> **問題**
1/ ドゥーハン時代のレースを振り返る文章によると、ホンダの圧倒的な連勝記録を止めたのは誰か答えなさい。
2/ ドゥーハン時代のレースを振り返る文章の冒頭で「―」でつながれた並びから、登場する名前を重複なしで初出順にすべて挙げなさい。
3/ ドゥーハン時代のレースを振り返る文章の続きを書きなさい。

> **課題文**
ドゥーハン―ドゥーハン―クリビーレ―ドゥーハン―ドゥーハン―ドゥーハン―ドゥーハン―ドゥーハン―ドゥーハン―ドゥーハン―ドゥーハン―ドゥーハン―ドゥーハン―岡田―クリビーレ―ビアッジ―ドゥーハン―クリビーレ―ドゥーハン―クリビーレ―チェカ―ドゥーハン

 ……ということになっている。当時のレースをよく知る方には言うまでもないでしょうが、ホントにこの当時のレースは圧倒的なワンサイドゲームで、こういってよければ退屈なくらいドゥーハンが圧倒的に強かったんですよ。

 で、このドゥーハン、というかホンダの圧倒的な連勝記録を止めたのが、現在の国際中継でピットレポートやインタビューを担当しているサイモン・クラファー氏。ダンロップタイヤを装着するヤマハサテライトチームで、チームマネージャーはピーター・クリフォード。レッドブルのツナギ(クシタニでしたよね)でドゥーハンに11秒差を開いて独走優勝を達成した走りは、じつに鮮烈でありました。

> **掲載一覧**
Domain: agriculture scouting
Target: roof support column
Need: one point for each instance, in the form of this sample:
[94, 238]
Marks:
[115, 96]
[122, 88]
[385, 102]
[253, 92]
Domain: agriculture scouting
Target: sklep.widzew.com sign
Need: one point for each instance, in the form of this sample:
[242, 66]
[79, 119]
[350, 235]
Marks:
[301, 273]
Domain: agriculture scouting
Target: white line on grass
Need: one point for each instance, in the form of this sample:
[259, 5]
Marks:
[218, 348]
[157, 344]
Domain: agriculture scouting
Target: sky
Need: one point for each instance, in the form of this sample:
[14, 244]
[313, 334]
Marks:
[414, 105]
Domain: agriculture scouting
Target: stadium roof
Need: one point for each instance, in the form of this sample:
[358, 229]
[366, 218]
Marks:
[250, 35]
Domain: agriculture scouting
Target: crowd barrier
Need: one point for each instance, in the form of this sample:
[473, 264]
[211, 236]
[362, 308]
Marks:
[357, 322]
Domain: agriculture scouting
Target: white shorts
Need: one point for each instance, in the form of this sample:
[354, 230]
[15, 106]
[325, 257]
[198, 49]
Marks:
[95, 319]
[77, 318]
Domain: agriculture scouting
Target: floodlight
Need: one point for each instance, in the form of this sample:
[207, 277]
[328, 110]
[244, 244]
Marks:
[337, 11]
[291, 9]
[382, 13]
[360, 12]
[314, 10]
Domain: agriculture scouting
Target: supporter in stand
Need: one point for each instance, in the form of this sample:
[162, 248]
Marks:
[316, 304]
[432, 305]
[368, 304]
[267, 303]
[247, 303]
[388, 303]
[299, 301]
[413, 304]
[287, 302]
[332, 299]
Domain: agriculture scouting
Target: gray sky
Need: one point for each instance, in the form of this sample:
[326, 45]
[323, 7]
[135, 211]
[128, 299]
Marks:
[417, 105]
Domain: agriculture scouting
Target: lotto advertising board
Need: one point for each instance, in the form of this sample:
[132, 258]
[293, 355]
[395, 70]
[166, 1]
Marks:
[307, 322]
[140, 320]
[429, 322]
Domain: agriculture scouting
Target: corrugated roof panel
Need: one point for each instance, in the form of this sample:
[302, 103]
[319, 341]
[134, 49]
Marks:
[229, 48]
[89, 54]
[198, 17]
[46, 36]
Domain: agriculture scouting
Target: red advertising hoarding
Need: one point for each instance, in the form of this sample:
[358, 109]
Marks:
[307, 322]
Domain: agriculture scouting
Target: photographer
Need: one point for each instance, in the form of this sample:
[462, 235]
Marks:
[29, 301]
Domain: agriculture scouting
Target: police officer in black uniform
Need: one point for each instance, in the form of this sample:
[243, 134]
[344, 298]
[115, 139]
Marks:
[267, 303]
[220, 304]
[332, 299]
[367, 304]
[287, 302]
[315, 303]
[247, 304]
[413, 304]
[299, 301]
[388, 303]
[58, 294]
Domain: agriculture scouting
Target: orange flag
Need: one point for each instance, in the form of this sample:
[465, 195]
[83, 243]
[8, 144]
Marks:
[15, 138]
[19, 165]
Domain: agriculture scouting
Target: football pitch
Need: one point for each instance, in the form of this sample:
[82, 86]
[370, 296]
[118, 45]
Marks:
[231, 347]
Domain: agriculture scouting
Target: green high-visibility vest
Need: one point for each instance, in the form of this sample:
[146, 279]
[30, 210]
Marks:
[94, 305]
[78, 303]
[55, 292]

> **解答**
1/ サイモン・クラファー氏

2/ ドゥーハン、クリビーレ、岡田、ビアッジ、チェカ

3/
 で、記録ついでにもうひとつ。

 今回のレースはいつものようにドゥカティが表彰台を独占したわけだけれども、4位がファビオ・ディ・ジャンアントニオ(Pertamina Enduro VR46 Racing Team:Dcuati)、5位がバスティアニーニ、6位にフランコ・モルビデッリ(Prima Pramac Racing:Ducati)が入り、上位6位までを占拠した。単一メーカーがトップシックスを独占するのは1998年のフランスGP(ポールリカール)でホンダが、ドゥーハン―チェカ―岡田―クリビーレ―青木拓磨―バロス、で占拠して以来なのだとか。ことほど左様に当時のホンダは強かった。そしてことほど左様に現在のドゥカティはどうしようもないくらい強い、というわけだ。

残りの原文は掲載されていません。